### [LO QUE HARÁS]
1 - Responde estas preguntas según el texto sobre el cielo:
(a) ¿Qué afirmó alguien de la cúpula vaticana acerca del cielo?
(b) ¿Entre qué dos logros de los hijos se sitúa el premio al trabajo bien hecho?
(c) ¿Durante cuántos años trabajó quien escribe con contratos temporales?
2 - Escribe la continuación del texto sobre el cielo a partir de su última oración.

### [SECCIÓN DEL TEXTO]
ACNUR-SIRIA |
Hace unos años, alguien de la cúpula vaticana hacía unas
declaraciones acerca de la existencia física del cielo. «No es un lugar físico»
decía; y yo no soy quien para negar o afirmar esta revelación. No obstante, he de
confesar que, en alguna ocasión, me he sentido tan cerca del cielo como si,
realmente, este ocupara su propia parcela sin tener por ello puerta de entrada,
o acceso sin vigilancia privada.
Ha sido en esos momentos en los que he visto la felicidad en
el rostro de mis hijos en los subsiguientes instantes a la consecución del
premio al trabajo bien hecho, desde sus primeras notas escolares hasta la
adjudicación de su primer empleo; en la complicidad que se les escapaba a
través de sus miradas cuando la adolescencia dirigía sus vidas… He creído tocar
el cielo cuando, tras más de doce años de trabajo a base de contratos
temporales, por fin llegó el tan ansiado indefinido que posibilitaba la
estabilidad económica con la que ajustar las necesidades a la nómina mensual.

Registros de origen
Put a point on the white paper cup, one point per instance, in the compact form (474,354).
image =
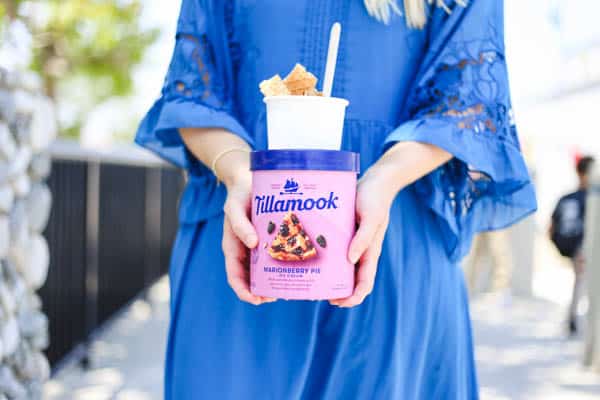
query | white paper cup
(305,122)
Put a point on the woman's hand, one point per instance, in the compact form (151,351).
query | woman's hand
(372,214)
(238,232)
(233,169)
(401,165)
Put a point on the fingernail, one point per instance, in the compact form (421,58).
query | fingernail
(251,240)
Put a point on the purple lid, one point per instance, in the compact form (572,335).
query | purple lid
(319,160)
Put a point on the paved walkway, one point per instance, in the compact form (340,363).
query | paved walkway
(126,360)
(520,346)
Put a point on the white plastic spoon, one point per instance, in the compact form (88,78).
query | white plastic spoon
(334,44)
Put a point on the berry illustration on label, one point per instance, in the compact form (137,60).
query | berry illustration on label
(291,242)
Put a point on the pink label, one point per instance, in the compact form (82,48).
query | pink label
(305,221)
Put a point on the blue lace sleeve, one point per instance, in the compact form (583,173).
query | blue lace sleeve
(197,92)
(461,103)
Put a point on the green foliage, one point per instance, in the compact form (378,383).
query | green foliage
(89,46)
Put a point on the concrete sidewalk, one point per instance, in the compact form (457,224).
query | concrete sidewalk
(522,352)
(127,359)
(520,346)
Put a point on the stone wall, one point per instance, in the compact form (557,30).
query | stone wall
(27,126)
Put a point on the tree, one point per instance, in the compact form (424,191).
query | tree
(84,50)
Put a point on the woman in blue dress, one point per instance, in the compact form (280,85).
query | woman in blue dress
(429,114)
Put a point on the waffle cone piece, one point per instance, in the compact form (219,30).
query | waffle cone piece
(300,81)
(274,87)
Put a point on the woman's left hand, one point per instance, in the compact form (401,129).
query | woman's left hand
(373,200)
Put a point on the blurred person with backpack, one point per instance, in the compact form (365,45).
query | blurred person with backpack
(566,232)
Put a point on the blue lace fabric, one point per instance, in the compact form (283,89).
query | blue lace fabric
(197,93)
(461,103)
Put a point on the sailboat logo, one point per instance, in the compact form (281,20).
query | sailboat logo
(290,187)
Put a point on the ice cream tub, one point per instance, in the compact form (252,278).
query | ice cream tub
(303,209)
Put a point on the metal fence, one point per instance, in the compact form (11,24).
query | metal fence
(110,233)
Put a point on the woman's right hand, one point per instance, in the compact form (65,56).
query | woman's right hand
(239,234)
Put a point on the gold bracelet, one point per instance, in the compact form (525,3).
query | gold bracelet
(213,166)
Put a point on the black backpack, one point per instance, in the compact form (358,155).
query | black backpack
(567,222)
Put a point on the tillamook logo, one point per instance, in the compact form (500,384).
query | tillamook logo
(270,204)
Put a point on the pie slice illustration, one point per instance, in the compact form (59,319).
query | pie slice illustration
(291,242)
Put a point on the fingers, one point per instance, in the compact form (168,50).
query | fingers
(366,273)
(363,238)
(237,273)
(240,224)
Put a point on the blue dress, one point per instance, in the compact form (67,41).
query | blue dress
(445,84)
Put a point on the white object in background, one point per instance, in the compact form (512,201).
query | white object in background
(4,235)
(591,254)
(7,198)
(334,44)
(305,122)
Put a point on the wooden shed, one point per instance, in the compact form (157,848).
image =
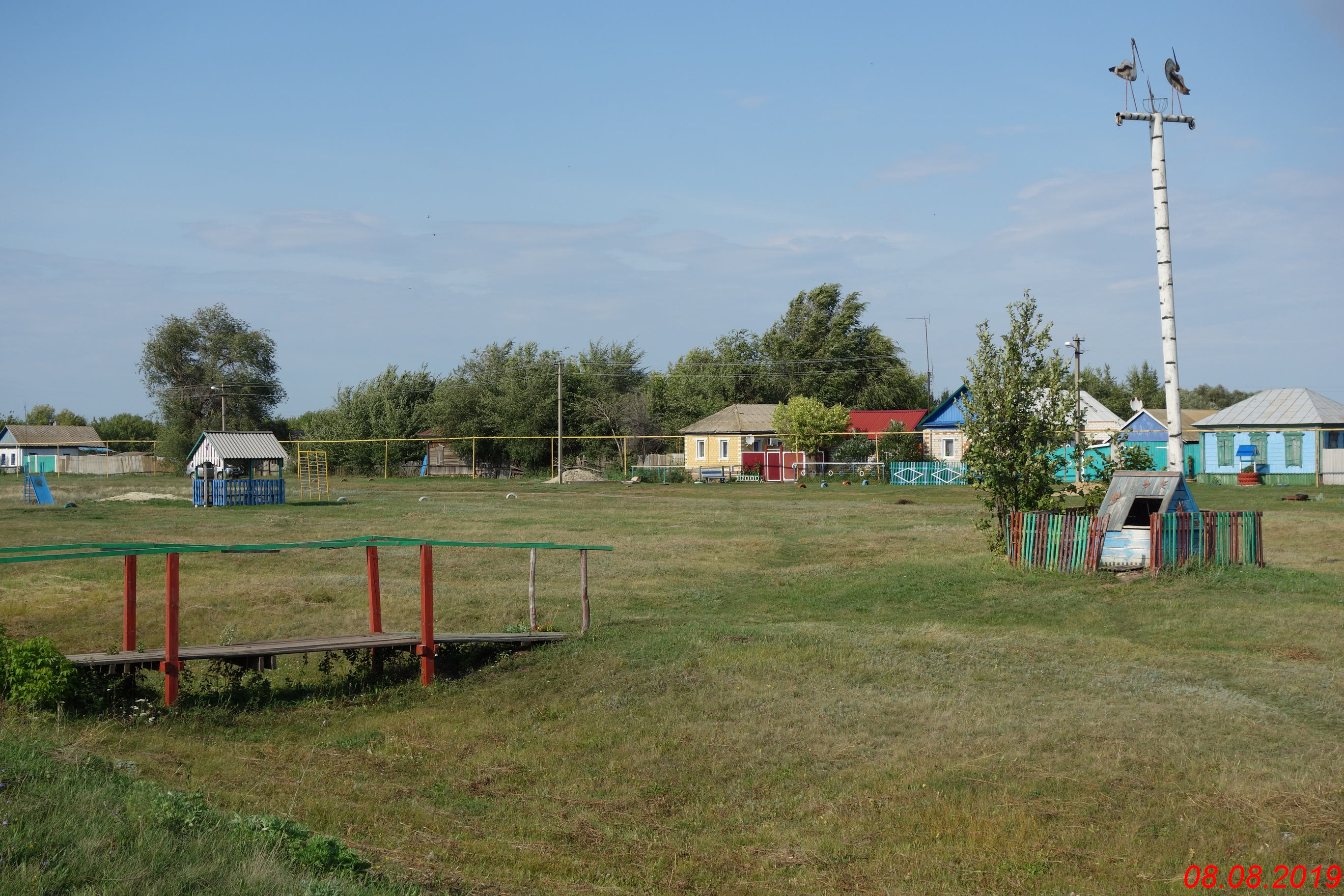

### [RESULTADOS POR TAREA]
1 -
(a) Afirmó que el cielo no es un lugar físico.
(b) Entre sus primeras notas escolares y la adjudicación de su primer empleo.
(c) Durante más de doce años.

2 -
Pero, sobre todo, he estado cerca del cielo «cuando en mi vida ha habido paz».
Es la paz mi concepto de cielo. Tal vez a eso se refería la
autoridad eclesiástica en su manifestación al respecto.
Pero no recuerdo si en algún momento habló también del
infierno. Aún hay gente que cree que este consiste en un lugar al rojo vivo,
donde las almas malas se consumen en un fuego eterno. Por fortuna, en el que yo
conozco sucumbe la vida y el alma toda. La muerte es la única puerta de salida
del infierno.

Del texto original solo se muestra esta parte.